■ EXERCISE ■
Print exactly what the entries say, line by line, from the first line down to the one with "<point>319,74</point>", inclusive.

════

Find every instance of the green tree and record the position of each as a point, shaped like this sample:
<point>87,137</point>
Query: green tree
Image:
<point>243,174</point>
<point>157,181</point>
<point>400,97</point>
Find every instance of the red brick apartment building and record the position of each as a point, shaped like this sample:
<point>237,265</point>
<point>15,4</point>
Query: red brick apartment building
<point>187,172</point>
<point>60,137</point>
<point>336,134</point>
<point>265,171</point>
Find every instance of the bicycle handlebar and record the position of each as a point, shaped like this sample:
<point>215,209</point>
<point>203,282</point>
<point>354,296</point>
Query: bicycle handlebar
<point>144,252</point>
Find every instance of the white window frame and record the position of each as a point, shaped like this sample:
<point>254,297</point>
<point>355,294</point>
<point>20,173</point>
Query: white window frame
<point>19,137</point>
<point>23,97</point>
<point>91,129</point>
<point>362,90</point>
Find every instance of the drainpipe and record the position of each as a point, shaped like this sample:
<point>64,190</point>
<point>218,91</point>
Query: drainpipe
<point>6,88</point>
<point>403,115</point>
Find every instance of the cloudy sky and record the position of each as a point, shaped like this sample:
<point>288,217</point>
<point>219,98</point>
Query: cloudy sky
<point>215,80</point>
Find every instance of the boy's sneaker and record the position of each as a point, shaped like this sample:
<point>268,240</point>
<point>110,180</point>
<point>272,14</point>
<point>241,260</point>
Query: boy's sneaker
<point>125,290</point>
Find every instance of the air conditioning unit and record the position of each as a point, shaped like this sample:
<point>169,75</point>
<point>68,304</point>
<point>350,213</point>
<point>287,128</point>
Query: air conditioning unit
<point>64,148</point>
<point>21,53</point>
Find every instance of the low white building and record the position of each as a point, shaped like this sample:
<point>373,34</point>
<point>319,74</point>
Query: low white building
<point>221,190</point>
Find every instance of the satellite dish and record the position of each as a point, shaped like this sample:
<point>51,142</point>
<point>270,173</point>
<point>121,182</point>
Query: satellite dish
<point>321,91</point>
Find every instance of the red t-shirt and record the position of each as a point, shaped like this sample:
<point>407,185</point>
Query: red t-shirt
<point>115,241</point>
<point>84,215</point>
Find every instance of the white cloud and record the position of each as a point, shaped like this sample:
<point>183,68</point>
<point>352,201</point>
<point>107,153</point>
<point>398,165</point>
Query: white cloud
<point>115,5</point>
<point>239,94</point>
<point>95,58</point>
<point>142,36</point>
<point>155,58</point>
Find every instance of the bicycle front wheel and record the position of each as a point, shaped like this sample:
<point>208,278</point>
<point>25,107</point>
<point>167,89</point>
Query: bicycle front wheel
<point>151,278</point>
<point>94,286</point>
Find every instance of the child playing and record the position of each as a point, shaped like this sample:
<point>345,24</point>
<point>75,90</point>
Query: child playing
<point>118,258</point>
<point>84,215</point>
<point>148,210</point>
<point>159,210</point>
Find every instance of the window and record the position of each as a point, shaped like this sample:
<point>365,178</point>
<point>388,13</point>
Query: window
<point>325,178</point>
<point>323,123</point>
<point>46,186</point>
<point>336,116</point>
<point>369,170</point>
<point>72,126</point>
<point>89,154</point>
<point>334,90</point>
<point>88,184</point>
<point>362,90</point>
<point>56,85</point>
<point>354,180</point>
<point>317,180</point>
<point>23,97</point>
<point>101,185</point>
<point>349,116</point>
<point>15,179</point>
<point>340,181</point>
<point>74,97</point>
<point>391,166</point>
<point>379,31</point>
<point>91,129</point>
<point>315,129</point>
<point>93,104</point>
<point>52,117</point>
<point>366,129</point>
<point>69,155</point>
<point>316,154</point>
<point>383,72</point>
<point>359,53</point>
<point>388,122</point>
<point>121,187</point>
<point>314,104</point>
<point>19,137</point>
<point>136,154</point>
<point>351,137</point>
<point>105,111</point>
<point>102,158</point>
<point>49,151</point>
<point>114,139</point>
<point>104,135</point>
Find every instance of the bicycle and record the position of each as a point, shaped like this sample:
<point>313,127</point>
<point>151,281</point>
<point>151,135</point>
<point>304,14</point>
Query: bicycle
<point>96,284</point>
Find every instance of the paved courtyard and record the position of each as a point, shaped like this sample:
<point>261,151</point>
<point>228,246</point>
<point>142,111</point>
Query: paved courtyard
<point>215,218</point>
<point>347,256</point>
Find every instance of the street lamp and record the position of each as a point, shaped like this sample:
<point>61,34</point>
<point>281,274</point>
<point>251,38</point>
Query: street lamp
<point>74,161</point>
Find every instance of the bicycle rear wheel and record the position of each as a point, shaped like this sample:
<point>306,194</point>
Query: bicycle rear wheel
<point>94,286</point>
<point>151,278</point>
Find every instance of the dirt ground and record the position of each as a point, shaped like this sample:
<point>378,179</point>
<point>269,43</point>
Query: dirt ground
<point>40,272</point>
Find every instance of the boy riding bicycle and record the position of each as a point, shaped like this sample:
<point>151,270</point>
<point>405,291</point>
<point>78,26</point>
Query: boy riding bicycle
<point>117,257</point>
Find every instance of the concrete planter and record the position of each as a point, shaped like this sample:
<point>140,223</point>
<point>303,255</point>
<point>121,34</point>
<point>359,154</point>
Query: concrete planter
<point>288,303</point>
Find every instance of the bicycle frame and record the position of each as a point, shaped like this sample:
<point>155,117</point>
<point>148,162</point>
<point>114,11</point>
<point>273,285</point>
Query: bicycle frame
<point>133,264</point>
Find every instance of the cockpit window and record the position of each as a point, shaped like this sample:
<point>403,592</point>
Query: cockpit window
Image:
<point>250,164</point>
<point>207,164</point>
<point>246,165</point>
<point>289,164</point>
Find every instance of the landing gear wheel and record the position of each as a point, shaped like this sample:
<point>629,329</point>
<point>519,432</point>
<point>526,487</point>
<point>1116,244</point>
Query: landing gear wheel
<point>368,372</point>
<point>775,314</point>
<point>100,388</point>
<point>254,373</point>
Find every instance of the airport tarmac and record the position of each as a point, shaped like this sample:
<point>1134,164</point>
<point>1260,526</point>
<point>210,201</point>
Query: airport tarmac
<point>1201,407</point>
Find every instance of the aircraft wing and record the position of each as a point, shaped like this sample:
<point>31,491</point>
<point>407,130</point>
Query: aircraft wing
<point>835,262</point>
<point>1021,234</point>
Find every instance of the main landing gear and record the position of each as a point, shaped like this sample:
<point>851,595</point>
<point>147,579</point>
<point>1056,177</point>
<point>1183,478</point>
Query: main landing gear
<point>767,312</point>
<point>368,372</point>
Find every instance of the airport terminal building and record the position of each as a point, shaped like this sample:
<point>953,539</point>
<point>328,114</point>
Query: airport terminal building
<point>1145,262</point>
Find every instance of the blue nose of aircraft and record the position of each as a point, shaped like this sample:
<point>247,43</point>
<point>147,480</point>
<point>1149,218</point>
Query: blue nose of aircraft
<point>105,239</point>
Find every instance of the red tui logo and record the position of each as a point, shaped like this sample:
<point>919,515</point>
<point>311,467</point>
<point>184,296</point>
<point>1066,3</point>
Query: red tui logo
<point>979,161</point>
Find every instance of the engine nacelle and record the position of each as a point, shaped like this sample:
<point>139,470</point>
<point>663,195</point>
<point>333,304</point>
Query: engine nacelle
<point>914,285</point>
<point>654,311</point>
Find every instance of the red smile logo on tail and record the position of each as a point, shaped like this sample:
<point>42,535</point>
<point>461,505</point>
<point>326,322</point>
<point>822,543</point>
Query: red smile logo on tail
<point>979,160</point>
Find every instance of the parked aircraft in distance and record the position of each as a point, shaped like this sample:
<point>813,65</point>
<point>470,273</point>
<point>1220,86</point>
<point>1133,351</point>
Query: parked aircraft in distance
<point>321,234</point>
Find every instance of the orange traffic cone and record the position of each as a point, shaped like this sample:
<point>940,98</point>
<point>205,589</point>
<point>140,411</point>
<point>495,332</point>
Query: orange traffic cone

════

■ ANSWER TO THE EXERCISE ■
Find every instance of the green tree and record the position of each as a point, shaped like this sample:
<point>87,137</point>
Query: green tree
Image:
<point>243,174</point>
<point>157,181</point>
<point>400,97</point>
Find every instance of the red brick apartment building and record the position of each as a point, shaped like this sample:
<point>237,265</point>
<point>15,4</point>
Query: red brick apartment building
<point>187,172</point>
<point>60,137</point>
<point>336,134</point>
<point>265,171</point>
Find every instance of the bicycle handlebar and record the position of each as a point, shaped like this sample:
<point>215,209</point>
<point>203,282</point>
<point>354,296</point>
Query: bicycle handlebar
<point>144,252</point>
Find every instance of the white window frame and record the position of each as a point, shaped like this sample:
<point>254,297</point>
<point>355,294</point>
<point>20,173</point>
Query: white window frame
<point>19,137</point>
<point>23,97</point>
<point>91,129</point>
<point>362,90</point>
Find every instance of the drainpipe and record the position of each as a point, shaped like this sample:
<point>64,190</point>
<point>218,91</point>
Query: drainpipe
<point>6,88</point>
<point>403,115</point>
Find every instance of the cloudy sky and record the position of each as a point, shaped like this sample:
<point>288,217</point>
<point>219,98</point>
Query: cloudy sky
<point>215,80</point>
Find every instance of the boy's sneaker and record the position of each as a point, shaped like this sample:
<point>268,240</point>
<point>110,180</point>
<point>272,14</point>
<point>241,260</point>
Query: boy's sneaker
<point>125,290</point>
Find every instance of the air conditioning unit and record the position of each as a point, shaped like this sample:
<point>169,75</point>
<point>68,304</point>
<point>350,213</point>
<point>287,128</point>
Query: air conditioning unit
<point>64,148</point>
<point>21,53</point>
Find every instance of the low white building and record the position of each as a point, shaped like this sample:
<point>373,34</point>
<point>319,74</point>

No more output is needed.